▶ **PROBLEM TO WORK ON**: From the data below, pick out and copy every line that contains the string "fireplace". Case counts.

━━━━━ PROVIDED INFORMATION

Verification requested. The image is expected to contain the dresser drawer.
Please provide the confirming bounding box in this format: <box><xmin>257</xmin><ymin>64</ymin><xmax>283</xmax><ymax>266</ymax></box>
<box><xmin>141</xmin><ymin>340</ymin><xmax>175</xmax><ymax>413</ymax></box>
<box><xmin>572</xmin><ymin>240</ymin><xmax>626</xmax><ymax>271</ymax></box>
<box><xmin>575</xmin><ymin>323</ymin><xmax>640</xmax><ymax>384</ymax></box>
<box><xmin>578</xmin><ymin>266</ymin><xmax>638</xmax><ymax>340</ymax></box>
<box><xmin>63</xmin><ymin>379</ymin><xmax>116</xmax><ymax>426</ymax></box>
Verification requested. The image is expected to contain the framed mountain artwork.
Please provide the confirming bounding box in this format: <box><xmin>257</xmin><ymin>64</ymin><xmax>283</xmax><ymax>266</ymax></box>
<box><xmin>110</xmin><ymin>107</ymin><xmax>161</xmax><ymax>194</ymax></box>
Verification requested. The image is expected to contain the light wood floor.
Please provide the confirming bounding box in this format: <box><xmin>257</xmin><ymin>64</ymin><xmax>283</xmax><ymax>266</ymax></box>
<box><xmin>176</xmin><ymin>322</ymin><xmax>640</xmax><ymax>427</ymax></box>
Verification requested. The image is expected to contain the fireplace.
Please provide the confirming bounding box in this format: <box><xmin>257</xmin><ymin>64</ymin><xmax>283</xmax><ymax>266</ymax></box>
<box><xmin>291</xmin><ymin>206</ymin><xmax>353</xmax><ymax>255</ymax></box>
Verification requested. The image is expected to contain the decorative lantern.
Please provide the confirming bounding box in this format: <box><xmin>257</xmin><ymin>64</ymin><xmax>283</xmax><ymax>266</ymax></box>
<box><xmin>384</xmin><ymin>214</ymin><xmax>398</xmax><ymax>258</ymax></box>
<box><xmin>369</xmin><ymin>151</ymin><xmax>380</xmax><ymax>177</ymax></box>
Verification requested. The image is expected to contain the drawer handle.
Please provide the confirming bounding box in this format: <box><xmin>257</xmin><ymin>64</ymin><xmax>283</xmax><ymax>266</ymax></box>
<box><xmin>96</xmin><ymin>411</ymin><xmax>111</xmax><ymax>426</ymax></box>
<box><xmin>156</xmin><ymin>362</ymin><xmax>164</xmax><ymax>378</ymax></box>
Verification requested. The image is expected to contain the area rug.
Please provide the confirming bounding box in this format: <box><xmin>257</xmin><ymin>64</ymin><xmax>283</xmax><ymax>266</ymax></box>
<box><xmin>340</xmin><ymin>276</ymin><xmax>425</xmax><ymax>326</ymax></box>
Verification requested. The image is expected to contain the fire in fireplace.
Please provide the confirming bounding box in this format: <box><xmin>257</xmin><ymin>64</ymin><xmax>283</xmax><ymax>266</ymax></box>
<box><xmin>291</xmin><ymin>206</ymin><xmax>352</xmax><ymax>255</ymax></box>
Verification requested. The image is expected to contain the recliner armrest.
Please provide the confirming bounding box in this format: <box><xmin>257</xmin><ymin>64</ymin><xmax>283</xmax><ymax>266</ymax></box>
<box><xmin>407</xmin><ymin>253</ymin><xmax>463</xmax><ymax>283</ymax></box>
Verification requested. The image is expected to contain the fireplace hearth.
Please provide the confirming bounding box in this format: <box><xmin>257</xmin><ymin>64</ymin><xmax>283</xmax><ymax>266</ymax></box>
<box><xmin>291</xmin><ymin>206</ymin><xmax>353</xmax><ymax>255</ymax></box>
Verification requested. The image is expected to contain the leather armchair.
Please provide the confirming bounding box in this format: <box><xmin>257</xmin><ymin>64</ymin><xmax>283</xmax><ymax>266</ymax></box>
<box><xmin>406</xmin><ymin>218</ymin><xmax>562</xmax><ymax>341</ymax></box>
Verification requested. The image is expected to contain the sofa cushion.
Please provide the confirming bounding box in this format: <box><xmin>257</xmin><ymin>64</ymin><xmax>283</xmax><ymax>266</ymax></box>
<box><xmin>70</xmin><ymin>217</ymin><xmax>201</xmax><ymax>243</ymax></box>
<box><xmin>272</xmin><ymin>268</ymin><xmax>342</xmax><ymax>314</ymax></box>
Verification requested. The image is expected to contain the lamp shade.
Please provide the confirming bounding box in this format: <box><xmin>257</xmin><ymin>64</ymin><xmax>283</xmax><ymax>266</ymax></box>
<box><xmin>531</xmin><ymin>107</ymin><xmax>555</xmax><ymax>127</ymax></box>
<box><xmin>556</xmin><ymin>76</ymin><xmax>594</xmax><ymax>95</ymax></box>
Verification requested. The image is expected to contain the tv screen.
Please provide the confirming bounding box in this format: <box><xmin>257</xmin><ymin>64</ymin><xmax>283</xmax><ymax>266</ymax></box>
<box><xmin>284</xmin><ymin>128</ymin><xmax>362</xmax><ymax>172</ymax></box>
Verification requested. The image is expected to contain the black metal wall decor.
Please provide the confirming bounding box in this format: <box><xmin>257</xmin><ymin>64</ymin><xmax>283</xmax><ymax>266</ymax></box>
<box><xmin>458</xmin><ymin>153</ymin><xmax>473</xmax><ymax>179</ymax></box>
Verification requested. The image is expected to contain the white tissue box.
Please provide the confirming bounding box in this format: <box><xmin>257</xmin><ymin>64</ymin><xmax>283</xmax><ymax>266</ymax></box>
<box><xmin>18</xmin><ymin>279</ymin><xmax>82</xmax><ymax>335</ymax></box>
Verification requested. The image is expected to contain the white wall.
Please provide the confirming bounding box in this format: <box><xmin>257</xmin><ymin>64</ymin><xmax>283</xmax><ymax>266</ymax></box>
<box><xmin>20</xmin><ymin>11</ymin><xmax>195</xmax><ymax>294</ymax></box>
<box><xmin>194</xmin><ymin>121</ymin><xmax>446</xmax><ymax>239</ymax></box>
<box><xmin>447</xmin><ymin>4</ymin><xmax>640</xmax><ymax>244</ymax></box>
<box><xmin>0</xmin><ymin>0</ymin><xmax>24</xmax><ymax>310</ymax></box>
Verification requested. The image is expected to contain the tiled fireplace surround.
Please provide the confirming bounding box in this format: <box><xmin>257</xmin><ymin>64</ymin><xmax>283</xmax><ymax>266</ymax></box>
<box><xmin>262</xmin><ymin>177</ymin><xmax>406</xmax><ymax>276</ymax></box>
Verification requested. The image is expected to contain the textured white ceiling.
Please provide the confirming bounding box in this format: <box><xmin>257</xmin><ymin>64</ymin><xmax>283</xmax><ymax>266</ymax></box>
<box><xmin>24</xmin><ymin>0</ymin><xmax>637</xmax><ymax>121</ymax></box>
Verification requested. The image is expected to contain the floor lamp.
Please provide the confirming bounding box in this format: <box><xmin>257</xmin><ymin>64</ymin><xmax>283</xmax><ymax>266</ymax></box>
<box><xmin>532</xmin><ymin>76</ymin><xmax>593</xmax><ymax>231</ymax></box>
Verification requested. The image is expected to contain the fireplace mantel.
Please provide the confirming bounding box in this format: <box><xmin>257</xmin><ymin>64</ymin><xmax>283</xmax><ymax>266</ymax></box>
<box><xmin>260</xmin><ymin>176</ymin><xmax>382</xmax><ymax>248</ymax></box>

━━━━━━━━━━

▶ **WORKED ANSWER**:
Verification requested. The image is expected to contain the fireplace.
Verification requested. The image is expected to contain the fire in fireplace.
Verification requested. The image is expected to contain the fireplace hearth.
Verification requested. The image is expected to contain the tiled fireplace surround.
Verification requested. The image is expected to contain the fireplace mantel.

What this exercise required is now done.